### SET PROBLEM A:
Show every line of the records below that contains the word "wooden", matching case exactly.

### PASSAGE SHOWN:
•••

Advertisement
|

How to Use Regex for SEO & Website Data Extraction

  • 675
    SHARES
  • 3.0K
    READS
Stephen Watts
Stephen Watts
How to Use Regex for SEO & Website Data Extraction

One technology skill that is too-often ignored is regex.

Regex searching and extraction is perhaps the single most useful, yet largely unknown skill, for web operations, SEO practitioners, web analytics teams, researchers, community managers, and digital marketers of all types.

This article will explain what regex is and how to get started using it with web crawlers.

In addition, you’ll also learn five interesting real-world regex use cases.

What is Regex?

Regex, or Regular Expressions, is essentially a tool for pattern matching. Regex is a staple of search engines, find and replace utilities, and is a native or add-on capability of many programming languages.

Combining “Find” with a web crawler can be extremely powerful for identifying errors and extracting data.

This feature is still relatively new to commercially available SEO tools.

Custom extraction, using regex (or Xpath or CSSpath), was only added to Screaming Frog SEO Spider in the July 2015 release. Up until that time, SEOTools for Excel was perhaps the most accessible tool for regex extraction – but only when combined with a crawler like Screaming Frog to first collect URLs to analyze.

•••

### GIVEN ENTRIES:
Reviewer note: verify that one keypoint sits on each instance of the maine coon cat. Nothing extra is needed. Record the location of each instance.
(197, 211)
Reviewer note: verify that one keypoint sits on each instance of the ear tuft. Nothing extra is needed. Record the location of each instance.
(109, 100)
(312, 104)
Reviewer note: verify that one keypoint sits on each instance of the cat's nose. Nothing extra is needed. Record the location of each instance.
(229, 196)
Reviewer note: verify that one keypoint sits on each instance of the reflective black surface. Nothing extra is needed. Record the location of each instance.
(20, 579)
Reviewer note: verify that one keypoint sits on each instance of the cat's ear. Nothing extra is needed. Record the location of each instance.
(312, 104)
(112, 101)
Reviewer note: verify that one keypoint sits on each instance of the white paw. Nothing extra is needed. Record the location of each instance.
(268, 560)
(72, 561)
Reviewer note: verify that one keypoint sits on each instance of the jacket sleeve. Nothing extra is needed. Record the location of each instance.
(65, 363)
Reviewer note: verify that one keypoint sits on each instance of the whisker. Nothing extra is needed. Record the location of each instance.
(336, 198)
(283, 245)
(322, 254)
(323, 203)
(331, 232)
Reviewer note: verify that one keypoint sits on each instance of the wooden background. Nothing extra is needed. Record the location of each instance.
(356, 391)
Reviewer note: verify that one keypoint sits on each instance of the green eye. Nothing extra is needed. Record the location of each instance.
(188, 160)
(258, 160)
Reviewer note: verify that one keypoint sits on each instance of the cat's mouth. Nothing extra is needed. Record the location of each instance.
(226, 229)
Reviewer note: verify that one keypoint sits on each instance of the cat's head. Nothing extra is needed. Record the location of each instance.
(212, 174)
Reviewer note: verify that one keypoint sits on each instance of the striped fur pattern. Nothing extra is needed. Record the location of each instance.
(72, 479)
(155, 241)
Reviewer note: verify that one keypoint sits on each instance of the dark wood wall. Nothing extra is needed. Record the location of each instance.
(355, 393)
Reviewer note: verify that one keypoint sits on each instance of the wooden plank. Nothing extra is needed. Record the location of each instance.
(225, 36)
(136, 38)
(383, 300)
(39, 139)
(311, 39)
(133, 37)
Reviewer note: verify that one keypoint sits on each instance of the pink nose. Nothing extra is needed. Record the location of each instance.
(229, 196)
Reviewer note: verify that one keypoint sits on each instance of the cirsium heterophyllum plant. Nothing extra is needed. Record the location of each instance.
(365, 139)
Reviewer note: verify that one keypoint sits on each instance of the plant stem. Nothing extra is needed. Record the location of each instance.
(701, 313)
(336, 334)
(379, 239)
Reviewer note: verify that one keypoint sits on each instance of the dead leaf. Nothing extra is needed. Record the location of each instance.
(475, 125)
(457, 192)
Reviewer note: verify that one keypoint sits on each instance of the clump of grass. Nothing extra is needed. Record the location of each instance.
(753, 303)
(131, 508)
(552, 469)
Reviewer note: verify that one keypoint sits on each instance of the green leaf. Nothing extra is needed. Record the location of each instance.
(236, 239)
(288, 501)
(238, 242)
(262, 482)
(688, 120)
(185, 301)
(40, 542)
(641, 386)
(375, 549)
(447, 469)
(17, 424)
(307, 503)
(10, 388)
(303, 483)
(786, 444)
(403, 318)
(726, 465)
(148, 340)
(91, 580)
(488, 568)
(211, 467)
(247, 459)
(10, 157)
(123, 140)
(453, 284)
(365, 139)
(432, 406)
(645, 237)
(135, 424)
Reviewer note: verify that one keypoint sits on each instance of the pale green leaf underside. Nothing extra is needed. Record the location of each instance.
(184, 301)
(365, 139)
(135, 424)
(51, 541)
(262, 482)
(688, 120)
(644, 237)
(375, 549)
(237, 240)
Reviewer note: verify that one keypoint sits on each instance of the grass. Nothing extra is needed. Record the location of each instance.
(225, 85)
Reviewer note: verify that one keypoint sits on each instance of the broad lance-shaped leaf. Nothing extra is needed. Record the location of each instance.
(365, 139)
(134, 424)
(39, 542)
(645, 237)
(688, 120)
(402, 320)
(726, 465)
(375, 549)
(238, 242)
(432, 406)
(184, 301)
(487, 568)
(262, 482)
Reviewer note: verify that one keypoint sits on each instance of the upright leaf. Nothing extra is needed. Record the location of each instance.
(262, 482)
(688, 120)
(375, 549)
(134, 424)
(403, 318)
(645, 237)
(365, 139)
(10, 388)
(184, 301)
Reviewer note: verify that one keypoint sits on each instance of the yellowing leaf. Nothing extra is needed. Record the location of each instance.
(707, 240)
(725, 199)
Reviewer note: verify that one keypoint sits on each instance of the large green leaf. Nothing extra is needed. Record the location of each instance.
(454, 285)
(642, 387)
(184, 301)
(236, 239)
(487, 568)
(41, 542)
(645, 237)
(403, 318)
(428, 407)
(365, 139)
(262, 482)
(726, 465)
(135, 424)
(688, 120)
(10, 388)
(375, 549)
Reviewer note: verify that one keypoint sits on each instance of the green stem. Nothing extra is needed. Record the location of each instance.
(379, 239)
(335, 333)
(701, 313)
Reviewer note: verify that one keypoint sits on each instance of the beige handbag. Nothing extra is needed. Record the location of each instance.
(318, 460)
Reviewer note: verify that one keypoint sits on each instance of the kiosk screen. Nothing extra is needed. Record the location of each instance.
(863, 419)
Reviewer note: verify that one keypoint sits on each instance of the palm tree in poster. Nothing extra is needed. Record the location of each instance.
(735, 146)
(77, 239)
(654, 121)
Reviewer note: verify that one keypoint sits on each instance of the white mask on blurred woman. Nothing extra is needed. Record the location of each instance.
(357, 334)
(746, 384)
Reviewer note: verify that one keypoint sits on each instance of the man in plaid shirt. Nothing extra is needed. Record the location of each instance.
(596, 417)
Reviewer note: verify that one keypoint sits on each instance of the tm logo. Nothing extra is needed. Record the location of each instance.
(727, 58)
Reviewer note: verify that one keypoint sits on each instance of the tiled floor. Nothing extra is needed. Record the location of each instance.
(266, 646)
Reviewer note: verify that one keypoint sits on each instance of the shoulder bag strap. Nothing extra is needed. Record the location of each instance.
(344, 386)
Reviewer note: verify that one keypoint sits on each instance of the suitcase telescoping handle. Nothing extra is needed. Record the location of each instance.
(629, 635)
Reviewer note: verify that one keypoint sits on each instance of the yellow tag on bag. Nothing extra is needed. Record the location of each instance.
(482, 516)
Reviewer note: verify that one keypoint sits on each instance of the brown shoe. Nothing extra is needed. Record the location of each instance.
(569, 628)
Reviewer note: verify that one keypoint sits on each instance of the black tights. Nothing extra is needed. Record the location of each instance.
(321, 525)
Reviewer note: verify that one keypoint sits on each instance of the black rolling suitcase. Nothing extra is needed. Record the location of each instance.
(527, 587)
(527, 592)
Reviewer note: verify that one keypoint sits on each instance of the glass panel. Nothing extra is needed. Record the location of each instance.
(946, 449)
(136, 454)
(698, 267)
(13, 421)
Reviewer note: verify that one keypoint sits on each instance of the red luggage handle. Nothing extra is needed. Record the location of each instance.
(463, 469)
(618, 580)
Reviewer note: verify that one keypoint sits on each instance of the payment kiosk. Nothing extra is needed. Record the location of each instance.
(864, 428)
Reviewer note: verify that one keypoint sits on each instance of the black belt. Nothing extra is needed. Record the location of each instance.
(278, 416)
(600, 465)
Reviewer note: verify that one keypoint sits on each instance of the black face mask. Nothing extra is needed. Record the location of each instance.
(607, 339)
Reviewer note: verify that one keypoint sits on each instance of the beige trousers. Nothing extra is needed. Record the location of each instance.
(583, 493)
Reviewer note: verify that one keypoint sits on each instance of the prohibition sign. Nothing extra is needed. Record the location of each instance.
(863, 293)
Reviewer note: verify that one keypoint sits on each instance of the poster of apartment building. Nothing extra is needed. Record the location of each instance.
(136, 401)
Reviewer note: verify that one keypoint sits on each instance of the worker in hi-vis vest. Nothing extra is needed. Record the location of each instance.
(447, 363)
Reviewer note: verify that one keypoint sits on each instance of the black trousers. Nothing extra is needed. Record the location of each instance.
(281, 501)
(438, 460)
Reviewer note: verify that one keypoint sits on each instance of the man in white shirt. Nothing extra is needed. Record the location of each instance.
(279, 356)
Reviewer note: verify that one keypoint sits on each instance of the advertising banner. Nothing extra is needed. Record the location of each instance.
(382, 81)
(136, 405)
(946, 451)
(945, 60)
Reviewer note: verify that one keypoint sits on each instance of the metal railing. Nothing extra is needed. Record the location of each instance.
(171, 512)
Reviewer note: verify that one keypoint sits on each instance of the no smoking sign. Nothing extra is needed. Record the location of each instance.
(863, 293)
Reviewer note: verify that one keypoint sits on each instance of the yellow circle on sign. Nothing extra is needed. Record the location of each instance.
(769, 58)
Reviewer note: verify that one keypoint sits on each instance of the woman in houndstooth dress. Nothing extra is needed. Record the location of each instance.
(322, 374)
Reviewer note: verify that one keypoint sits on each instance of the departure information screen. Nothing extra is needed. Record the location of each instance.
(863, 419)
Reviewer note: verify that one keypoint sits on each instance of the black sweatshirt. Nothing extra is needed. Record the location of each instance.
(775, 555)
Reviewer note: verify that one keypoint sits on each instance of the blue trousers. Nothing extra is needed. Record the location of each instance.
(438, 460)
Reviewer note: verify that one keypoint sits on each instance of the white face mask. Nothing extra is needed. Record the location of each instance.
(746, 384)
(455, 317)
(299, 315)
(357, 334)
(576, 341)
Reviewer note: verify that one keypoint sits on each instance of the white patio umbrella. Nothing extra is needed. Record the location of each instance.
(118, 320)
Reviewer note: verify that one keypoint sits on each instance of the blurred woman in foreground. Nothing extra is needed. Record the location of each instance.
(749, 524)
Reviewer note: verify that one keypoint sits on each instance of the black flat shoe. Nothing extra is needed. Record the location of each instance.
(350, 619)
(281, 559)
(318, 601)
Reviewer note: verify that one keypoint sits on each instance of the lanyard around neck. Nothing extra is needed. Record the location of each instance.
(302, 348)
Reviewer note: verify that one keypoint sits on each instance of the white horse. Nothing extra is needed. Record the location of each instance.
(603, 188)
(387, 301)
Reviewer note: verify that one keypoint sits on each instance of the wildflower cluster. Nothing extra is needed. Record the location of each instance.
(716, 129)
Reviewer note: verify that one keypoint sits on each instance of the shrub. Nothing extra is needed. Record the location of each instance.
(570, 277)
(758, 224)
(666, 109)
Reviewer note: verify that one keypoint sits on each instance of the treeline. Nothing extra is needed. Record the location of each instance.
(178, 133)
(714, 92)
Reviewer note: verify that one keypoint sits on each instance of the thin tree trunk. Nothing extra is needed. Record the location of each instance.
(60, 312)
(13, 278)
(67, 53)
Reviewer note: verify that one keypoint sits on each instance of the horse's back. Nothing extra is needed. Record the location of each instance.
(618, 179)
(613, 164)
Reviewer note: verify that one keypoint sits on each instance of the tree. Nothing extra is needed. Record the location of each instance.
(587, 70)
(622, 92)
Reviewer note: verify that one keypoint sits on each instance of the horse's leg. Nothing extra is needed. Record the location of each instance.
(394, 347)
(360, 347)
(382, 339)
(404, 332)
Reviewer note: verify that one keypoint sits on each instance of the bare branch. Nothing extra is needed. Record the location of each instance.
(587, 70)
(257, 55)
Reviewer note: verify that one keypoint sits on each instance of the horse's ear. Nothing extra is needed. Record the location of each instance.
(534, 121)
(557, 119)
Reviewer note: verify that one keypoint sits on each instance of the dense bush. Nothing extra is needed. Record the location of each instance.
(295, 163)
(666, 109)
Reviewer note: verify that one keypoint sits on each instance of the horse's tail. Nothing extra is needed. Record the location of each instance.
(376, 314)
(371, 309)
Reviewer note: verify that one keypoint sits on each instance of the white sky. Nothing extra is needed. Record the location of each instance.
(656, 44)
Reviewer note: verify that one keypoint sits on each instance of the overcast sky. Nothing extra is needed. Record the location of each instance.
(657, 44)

•••

### SET PROBLEM B:
Quote word for word the part of the regex article above that opens with the words containing "Regex searching and" and closes with "and extracting data.".

### COMPLETE RESPONSE A:
Reviewer note: verify that one keypoint sits on each instance of the wooden background. Nothing extra is needed. Record the location of each instance.
Reviewer note: verify that one keypoint sits on each instance of the wooden plank. Nothing extra is needed. Record the location of each instance.

### COMPLETE RESPONSE B:
Regex searching and extraction is perhaps the single most useful, yet largely unknown skill, for web operations, SEO practitioners, web analytics teams, researchers, community managers, and digital marketers of all types.

This article will explain what regex is and how to get started using it with web crawlers.

In addition, you’ll also learn five interesting real-world regex use cases.

What is Regex?

Regex, or Regular Expressions, is essentially a tool for pattern matching. Regex is a staple of search engines, find and replace utilities, and is a native or add-on capability of many programming languages.

Combining “Find” with a web crawler can be extremely powerful for identifying errors and extracting data.